Please output every entry below precisely as written.
>>
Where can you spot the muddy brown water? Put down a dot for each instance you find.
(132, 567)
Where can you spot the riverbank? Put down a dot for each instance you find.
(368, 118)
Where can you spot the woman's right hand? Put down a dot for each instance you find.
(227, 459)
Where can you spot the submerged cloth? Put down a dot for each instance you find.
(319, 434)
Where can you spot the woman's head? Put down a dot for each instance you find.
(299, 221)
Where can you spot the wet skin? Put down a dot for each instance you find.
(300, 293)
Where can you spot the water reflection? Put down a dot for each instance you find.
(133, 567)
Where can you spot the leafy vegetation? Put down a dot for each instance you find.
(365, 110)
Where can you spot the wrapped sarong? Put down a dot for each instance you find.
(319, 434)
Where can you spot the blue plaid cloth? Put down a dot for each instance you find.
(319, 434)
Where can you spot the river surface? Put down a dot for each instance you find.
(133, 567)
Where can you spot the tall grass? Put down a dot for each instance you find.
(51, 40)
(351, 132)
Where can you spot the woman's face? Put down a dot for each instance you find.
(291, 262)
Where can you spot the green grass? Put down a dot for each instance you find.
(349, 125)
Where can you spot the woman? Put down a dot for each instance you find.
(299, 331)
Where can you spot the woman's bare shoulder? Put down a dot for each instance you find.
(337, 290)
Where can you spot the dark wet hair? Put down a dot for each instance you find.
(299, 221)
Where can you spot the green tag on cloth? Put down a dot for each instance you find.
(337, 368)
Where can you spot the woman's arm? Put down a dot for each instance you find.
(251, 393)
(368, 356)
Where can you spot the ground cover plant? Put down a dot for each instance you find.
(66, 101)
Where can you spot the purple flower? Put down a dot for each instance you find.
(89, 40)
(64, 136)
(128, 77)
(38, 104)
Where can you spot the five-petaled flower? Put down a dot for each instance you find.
<<
» Task output:
Where can you spot the muddy brown water? Put down a dot for each instance you find.
(132, 567)
Where can you spot the riverbank? Put down a dot for each instance you find.
(368, 118)
Where can you spot the woman's right hand? Put down a dot for each instance you find.
(227, 459)
Where can you spot the submerged cloth? Put down a dot for each instance you find.
(319, 434)
Where can you spot the woman's head? Put down a dot for each instance you find.
(299, 221)
Where can you spot the wet skin? Put down a dot for each instance you find.
(300, 293)
Where can you spot the water reflection? Put down a dot for each instance you find.
(133, 567)
Where can you spot the leafy vegetation? Put down a dot for each instance you find.
(365, 110)
Where can you spot the wrapped sarong? Put down a dot for each instance you find.
(319, 434)
Where can you spot the blue plaid cloth? Put down a dot for each instance you find.
(319, 434)
Where can you spot the river surface? Put down a dot for each instance you find.
(133, 567)
Where can you spot the tall grass? Put down a dot for each instance you find.
(51, 40)
(351, 132)
Where can you spot the woman's face? Put down a dot for each instance you find.
(291, 262)
Where can you spot the green grass? Put down a dot for each instance you find.
(349, 125)
Where can you spot the woman? Put down a dot for each instance you find.
(299, 331)
Where can you spot the woman's bare shoulder? Put down a dot for each instance you find.
(337, 290)
Where can you spot the dark wet hair? Put down a dot for each instance you find.
(299, 221)
Where can you spot the green tag on cloth? Put down a dot for each instance you find.
(337, 368)
Where can you spot the woman's arm? Put down a dot for each instance you find.
(251, 393)
(368, 356)
Where can you spot the ground cover plant? Put down a dot for each instance you find.
(66, 101)
Where can you spot the purple flower? Put down a dot for each instance you find.
(89, 40)
(64, 136)
(128, 77)
(38, 104)
Where can you spot the five-petaled flower? Put down a dot for each instance you find.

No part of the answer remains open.